Task details: An exact copy of the data is needed, but without any of its images.

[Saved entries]
=======

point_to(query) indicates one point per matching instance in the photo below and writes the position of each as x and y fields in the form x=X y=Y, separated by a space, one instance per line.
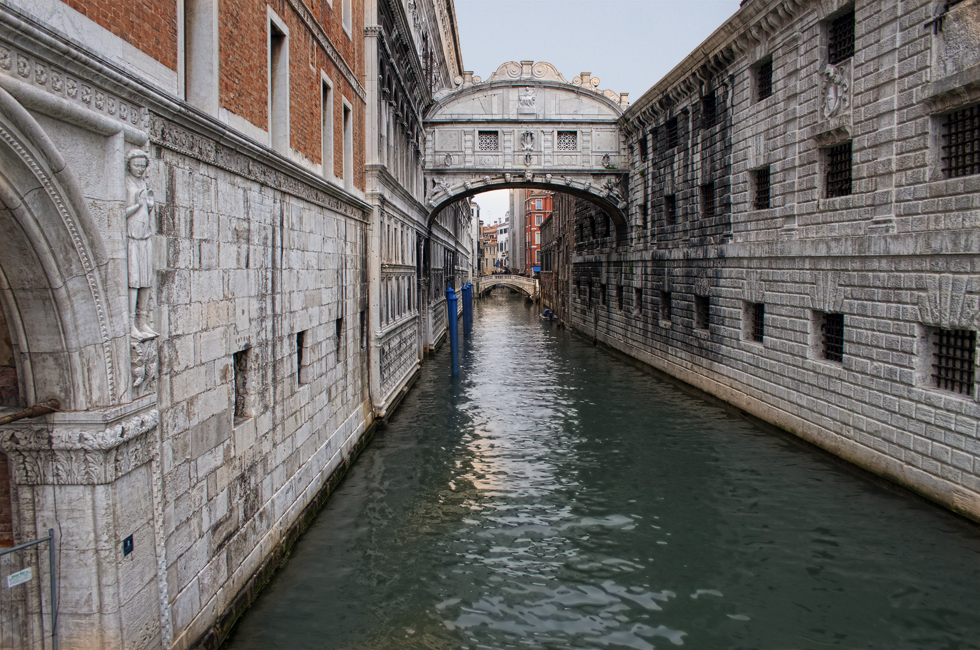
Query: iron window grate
x=489 y=141
x=671 y=128
x=954 y=359
x=832 y=329
x=670 y=209
x=762 y=196
x=840 y=45
x=839 y=170
x=961 y=148
x=708 y=200
x=567 y=140
x=708 y=111
x=758 y=322
x=764 y=79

=======

Response:
point_to(query) indicates one point per matching instance in the photo below and writes the position of each as x and y fields in the form x=X y=Y, separated by a space, one instance per line.
Query: iron window grate
x=489 y=141
x=671 y=128
x=954 y=359
x=832 y=329
x=670 y=209
x=762 y=196
x=840 y=45
x=839 y=170
x=961 y=148
x=708 y=200
x=567 y=140
x=708 y=111
x=758 y=322
x=764 y=79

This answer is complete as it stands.